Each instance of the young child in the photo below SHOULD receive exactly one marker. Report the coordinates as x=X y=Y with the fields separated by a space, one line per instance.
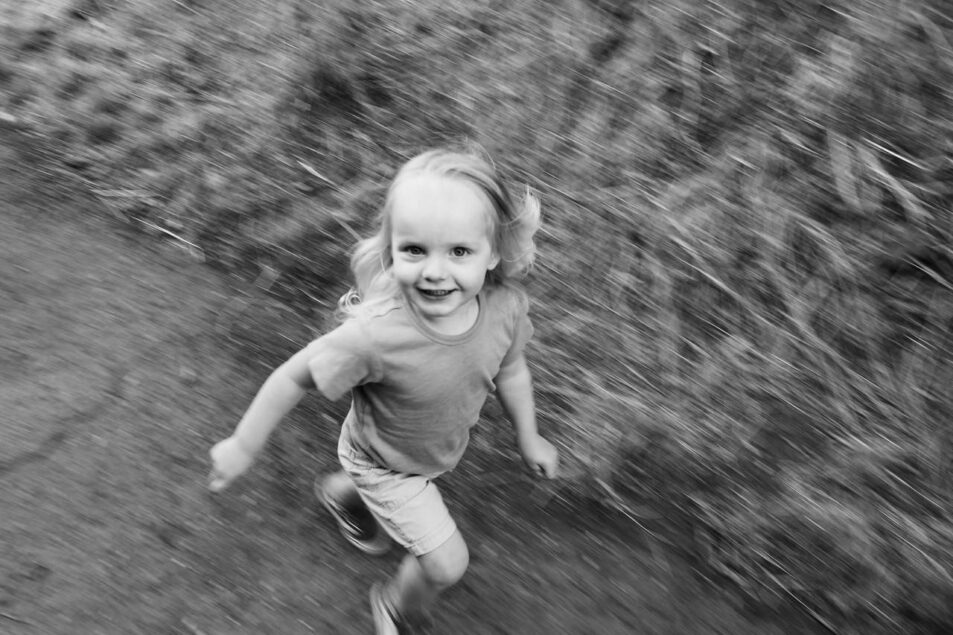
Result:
x=433 y=325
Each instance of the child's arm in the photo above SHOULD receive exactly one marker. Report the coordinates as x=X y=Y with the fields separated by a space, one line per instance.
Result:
x=281 y=392
x=514 y=387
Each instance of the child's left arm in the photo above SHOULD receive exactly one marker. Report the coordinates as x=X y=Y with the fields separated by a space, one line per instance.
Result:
x=514 y=387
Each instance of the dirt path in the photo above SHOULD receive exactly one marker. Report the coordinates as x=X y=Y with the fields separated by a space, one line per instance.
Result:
x=122 y=360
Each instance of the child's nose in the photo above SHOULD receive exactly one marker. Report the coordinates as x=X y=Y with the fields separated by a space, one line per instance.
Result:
x=434 y=268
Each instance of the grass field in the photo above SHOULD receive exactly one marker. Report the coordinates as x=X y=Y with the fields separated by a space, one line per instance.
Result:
x=744 y=296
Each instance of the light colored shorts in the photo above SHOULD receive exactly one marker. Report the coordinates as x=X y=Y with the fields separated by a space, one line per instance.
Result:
x=408 y=506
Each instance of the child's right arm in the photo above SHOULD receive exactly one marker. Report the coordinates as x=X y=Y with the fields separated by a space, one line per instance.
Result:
x=281 y=392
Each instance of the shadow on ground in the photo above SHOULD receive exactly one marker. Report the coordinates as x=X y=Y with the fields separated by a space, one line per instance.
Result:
x=123 y=359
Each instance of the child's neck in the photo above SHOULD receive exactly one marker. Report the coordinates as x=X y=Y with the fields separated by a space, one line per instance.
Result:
x=459 y=322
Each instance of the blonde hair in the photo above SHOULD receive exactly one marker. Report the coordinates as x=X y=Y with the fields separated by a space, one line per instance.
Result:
x=512 y=229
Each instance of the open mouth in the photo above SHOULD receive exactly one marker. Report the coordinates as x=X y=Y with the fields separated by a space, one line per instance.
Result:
x=435 y=293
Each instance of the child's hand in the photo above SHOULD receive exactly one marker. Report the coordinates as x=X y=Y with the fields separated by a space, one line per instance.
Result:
x=229 y=461
x=540 y=456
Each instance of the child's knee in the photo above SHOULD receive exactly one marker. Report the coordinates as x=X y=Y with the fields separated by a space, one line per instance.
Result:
x=446 y=564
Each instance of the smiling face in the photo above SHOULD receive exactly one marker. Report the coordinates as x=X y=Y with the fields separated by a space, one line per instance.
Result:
x=441 y=248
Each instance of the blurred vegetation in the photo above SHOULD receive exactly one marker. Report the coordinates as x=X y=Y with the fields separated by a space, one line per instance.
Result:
x=744 y=299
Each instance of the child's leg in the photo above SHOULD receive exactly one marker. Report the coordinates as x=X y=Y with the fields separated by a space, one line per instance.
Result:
x=421 y=578
x=340 y=485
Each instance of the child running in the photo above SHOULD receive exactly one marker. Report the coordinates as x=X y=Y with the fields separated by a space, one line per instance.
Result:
x=434 y=323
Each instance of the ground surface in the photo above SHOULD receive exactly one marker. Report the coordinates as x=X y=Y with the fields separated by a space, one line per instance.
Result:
x=123 y=359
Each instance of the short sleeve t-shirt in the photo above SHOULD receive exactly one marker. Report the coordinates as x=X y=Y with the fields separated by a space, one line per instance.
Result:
x=415 y=392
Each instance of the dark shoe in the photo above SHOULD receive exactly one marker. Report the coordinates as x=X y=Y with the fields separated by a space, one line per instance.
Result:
x=355 y=521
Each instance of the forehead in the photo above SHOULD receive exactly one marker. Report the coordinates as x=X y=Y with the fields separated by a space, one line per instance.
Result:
x=440 y=206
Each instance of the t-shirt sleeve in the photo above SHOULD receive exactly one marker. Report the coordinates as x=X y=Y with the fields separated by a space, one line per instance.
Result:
x=342 y=359
x=522 y=327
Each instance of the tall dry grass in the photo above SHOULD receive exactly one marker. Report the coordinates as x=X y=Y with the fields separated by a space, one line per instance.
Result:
x=743 y=302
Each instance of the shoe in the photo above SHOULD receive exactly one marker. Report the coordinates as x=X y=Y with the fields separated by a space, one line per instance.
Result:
x=356 y=522
x=386 y=620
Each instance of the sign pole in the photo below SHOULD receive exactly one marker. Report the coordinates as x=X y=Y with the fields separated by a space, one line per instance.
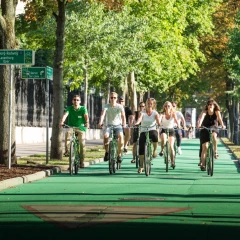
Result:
x=10 y=119
x=47 y=118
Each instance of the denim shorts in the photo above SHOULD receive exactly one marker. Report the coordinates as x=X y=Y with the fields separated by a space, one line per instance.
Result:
x=118 y=129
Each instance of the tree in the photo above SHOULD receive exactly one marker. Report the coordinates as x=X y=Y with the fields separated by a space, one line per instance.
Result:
x=7 y=41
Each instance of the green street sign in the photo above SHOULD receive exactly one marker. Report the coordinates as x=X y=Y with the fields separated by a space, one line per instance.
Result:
x=17 y=57
x=49 y=73
x=34 y=72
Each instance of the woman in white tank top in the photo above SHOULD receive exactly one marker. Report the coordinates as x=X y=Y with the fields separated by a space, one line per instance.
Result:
x=168 y=119
x=148 y=118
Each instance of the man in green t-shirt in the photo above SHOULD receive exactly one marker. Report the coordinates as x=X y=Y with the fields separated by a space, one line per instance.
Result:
x=77 y=117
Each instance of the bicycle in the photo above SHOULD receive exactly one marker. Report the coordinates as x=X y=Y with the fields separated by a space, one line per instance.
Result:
x=137 y=145
x=167 y=151
x=210 y=152
x=148 y=152
x=74 y=156
x=113 y=165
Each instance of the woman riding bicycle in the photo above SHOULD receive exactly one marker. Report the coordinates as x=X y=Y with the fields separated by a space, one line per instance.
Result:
x=148 y=119
x=168 y=119
x=209 y=117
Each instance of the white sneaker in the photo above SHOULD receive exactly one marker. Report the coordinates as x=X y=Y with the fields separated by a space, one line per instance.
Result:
x=179 y=151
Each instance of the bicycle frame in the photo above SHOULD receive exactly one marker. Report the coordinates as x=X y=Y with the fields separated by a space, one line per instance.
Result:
x=167 y=151
x=112 y=149
x=210 y=152
x=74 y=156
x=147 y=153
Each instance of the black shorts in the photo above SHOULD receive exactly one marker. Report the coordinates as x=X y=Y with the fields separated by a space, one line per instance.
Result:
x=135 y=134
x=171 y=132
x=204 y=135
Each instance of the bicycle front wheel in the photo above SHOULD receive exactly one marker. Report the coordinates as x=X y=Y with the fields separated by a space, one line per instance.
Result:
x=71 y=158
x=147 y=160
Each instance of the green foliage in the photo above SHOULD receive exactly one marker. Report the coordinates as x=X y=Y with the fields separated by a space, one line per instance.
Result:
x=232 y=58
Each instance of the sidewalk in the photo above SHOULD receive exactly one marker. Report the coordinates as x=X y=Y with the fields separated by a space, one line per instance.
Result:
x=40 y=148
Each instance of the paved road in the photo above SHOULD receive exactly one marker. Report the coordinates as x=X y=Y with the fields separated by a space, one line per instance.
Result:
x=184 y=203
x=40 y=148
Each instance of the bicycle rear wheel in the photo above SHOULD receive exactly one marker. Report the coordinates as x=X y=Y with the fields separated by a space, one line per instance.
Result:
x=166 y=155
x=147 y=160
x=71 y=158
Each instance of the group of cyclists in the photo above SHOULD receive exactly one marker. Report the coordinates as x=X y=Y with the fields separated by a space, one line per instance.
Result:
x=114 y=114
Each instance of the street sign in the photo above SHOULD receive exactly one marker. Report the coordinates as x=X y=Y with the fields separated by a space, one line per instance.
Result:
x=18 y=57
x=34 y=72
x=49 y=73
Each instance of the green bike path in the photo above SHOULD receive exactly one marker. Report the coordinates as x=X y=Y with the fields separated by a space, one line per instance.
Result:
x=183 y=203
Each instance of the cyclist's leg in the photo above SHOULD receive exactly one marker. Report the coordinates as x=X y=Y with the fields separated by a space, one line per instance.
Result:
x=142 y=141
x=105 y=142
x=204 y=154
x=67 y=141
x=172 y=151
x=214 y=139
x=119 y=133
x=153 y=135
x=163 y=138
x=82 y=145
x=134 y=146
x=127 y=136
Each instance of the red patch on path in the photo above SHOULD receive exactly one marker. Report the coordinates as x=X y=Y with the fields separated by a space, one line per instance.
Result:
x=76 y=216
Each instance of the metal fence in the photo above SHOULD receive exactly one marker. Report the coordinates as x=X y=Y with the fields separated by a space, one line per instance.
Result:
x=30 y=103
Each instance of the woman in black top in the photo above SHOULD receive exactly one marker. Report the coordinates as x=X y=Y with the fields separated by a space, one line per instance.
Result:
x=209 y=117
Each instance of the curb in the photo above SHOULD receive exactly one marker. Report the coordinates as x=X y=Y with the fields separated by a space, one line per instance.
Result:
x=13 y=182
x=86 y=164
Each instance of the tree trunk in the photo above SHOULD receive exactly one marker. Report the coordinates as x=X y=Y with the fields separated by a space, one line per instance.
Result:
x=85 y=84
x=236 y=116
x=58 y=101
x=7 y=41
x=132 y=91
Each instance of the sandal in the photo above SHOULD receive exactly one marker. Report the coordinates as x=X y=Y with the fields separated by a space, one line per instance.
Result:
x=203 y=168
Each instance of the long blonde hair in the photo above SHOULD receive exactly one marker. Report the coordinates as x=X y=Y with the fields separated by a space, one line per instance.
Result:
x=167 y=103
x=154 y=106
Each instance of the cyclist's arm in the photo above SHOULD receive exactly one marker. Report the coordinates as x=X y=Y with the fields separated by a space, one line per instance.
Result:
x=220 y=119
x=139 y=119
x=123 y=119
x=101 y=118
x=183 y=122
x=63 y=119
x=200 y=119
x=157 y=117
x=176 y=121
x=86 y=120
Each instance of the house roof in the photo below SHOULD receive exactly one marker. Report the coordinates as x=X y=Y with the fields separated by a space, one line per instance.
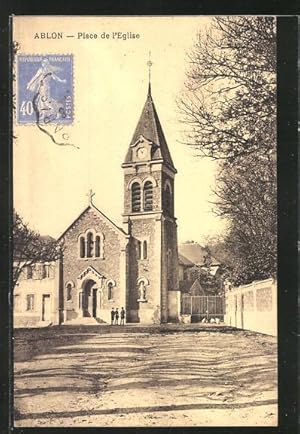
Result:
x=195 y=253
x=107 y=220
x=150 y=128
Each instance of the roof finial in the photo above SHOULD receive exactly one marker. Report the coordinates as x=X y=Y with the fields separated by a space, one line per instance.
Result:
x=149 y=64
x=90 y=196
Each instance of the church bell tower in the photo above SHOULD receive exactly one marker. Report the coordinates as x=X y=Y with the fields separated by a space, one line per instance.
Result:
x=148 y=217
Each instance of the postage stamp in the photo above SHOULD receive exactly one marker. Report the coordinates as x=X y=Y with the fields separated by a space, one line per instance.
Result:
x=45 y=89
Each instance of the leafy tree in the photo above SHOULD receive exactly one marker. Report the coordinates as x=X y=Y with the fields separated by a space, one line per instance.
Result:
x=229 y=108
x=29 y=247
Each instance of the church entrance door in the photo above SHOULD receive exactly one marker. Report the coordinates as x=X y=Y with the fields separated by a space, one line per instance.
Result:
x=89 y=299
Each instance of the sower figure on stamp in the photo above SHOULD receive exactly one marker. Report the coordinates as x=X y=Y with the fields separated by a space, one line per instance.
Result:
x=112 y=316
x=117 y=316
x=40 y=84
x=122 y=316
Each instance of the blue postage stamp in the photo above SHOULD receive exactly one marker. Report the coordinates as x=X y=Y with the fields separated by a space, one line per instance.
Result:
x=45 y=89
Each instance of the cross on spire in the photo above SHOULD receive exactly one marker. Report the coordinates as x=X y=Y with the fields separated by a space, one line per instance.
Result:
x=90 y=196
x=149 y=64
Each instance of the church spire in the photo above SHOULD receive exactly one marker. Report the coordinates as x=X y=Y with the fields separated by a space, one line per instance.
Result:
x=149 y=64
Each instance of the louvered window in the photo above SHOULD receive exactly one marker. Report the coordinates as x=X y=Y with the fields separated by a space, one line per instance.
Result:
x=148 y=196
x=136 y=197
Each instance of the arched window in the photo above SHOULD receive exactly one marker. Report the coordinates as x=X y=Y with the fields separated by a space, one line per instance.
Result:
x=69 y=292
x=169 y=268
x=89 y=245
x=29 y=271
x=148 y=196
x=136 y=197
x=145 y=253
x=82 y=247
x=168 y=199
x=97 y=246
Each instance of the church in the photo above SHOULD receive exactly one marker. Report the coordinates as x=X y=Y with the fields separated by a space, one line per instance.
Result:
x=105 y=266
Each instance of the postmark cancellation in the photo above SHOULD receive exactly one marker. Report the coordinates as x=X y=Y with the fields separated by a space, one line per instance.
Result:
x=45 y=89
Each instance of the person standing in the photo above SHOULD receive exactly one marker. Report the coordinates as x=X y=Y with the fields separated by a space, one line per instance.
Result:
x=117 y=316
x=122 y=316
x=112 y=316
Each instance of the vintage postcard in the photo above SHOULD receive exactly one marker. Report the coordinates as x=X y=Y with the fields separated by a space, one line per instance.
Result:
x=145 y=221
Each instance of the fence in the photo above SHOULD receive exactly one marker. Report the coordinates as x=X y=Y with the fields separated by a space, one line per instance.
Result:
x=203 y=306
x=253 y=307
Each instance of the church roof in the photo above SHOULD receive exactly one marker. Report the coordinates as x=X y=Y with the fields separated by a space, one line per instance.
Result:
x=150 y=128
x=93 y=207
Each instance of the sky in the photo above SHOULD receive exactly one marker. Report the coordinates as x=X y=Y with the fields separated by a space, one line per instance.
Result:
x=50 y=182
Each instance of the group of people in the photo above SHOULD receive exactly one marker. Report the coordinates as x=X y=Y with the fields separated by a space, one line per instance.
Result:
x=115 y=315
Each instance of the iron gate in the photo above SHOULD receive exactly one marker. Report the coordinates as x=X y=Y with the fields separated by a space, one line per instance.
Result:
x=203 y=306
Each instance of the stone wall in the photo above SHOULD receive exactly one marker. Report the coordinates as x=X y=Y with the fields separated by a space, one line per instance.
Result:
x=112 y=266
x=253 y=307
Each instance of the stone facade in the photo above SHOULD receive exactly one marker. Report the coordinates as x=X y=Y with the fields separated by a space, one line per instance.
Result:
x=253 y=306
x=36 y=295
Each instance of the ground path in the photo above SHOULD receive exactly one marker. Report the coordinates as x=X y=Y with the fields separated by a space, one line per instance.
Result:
x=85 y=377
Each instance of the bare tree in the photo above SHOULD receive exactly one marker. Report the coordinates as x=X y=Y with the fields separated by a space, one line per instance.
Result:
x=29 y=247
x=229 y=109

• [Exercise directions]:
Take the lines from the one containing "Each instance of the denim" through the one containing "x=204 y=135", inclusive, and write them out again with "SHOULD" replaced by "MUST" and nothing else altered.

• [Correct answer]:
Each instance of the denim shorts in the photo above MUST receive exactly one marker. Report the coordinates as x=X y=Y with the fields separated by a space, one line per instance.
Result:
x=118 y=129
Each instance of the tree in the photo above MUST receive exactly one marker. Report the coordinates as x=X y=Y with the fields separated by a space, one line per instance.
Result:
x=7 y=41
Each instance of the green street sign in the photo above MUST receive exactly one marker. Report the coordinates as x=X y=Y with the fields separated by a space, one line per instance.
Result:
x=17 y=57
x=49 y=73
x=34 y=72
Each instance of the woman in white tank top in the photo above MUST receive exactly one marker. Report the coordinates as x=X y=Y with the fields separated by a space, one line per instance.
Result:
x=168 y=119
x=148 y=118
Each instance of the man in green t-shirt in the photo above MUST receive exactly one marker. Report the coordinates as x=X y=Y with the fields separated by a space, one line per instance.
Result:
x=77 y=117
Each instance of the bicycle in the photo above MUST receive exactly one marker. Report the coordinates as x=X y=Y with the fields separated by a space, one line per instance.
Result:
x=137 y=145
x=167 y=151
x=210 y=152
x=148 y=152
x=74 y=156
x=113 y=165
Each instance of the woman riding bicycle in the photo above MUST receive exactly one marker. Report the coordinates as x=X y=Y with the fields separated by a space, one line per instance.
Result:
x=148 y=119
x=168 y=119
x=209 y=117
Each instance of the white sneaker in the photo above MUST receive exactly one marker. Report the coordinates as x=X y=Y with the fields separated by a space, one line per instance.
Result:
x=179 y=151
Each instance of the bicycle frame in the photo above MUST receive exactly one marker. Report the coordinates as x=X y=Y with the fields separated by a space, one line per instance.
Result:
x=167 y=151
x=112 y=149
x=210 y=152
x=74 y=156
x=147 y=153
Each instance of the black shorts in the photo above MUST receive exactly one marker. Report the coordinates as x=X y=Y with the fields separated by a space, one line per instance.
Result:
x=135 y=134
x=171 y=132
x=204 y=135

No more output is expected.